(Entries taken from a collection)
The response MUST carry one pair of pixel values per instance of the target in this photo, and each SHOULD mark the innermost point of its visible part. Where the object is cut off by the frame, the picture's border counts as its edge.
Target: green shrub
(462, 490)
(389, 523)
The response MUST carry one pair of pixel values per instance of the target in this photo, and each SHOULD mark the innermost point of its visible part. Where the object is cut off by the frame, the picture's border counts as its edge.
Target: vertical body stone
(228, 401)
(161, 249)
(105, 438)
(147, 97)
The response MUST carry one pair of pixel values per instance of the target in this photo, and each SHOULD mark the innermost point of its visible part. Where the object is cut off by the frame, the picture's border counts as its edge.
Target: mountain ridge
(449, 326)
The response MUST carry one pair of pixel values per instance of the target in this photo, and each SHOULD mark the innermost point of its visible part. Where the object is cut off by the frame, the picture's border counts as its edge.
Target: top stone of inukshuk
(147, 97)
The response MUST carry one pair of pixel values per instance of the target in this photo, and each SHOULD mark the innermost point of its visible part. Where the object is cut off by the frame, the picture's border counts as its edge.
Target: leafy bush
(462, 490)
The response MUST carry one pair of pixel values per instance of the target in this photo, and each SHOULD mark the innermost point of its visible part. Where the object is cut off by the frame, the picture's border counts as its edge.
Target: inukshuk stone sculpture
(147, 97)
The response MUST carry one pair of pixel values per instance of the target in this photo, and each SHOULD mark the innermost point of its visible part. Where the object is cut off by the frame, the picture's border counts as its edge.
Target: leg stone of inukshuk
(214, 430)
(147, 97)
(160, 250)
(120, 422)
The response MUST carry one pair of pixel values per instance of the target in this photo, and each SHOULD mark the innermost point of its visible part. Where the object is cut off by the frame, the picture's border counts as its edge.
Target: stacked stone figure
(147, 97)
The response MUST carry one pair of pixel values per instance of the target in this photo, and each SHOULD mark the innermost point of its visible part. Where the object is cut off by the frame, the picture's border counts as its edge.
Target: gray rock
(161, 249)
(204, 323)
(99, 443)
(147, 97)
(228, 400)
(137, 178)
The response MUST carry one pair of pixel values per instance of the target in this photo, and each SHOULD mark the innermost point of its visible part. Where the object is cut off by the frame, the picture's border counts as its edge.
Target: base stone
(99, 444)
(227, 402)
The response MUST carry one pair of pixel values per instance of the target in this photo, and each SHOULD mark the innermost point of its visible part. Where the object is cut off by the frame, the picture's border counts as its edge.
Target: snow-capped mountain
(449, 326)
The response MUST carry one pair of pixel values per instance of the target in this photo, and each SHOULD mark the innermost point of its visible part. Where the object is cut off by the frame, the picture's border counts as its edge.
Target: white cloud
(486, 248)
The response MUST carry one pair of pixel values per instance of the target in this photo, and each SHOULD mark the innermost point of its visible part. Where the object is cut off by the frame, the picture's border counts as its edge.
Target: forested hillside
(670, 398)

**ASSIGNMENT:** This exercise calls for the lines from the one holding "Target: base stone" through the end of the entries, transcribed exactly and with nothing more.

**RESPONSE BOX:**
Target: base stone
(99, 444)
(227, 402)
The response MUST carry one pair of pixel values per instance of the target in this photo, and each SHOULD mark the innermost point of its visible part. Where the object is cut off by the frame, the picture's border counts as its edge.
Target: snow-capped mountain
(449, 326)
The response MUST carry one pair of pixel values per instance of the target in this photo, and each SHOULD mark the innermost point of its visible part. Where the object is cut off by the frame, the picture's border counts as its edge.
Target: white cloud
(486, 248)
The response MUST carry one pair of pixel values per instance of the target in this photo, and each SHOULD mark the innermost point of its visible part. Where the object is cut off by the frame, the picture's border counts as its edge.
Target: forested hillside
(670, 398)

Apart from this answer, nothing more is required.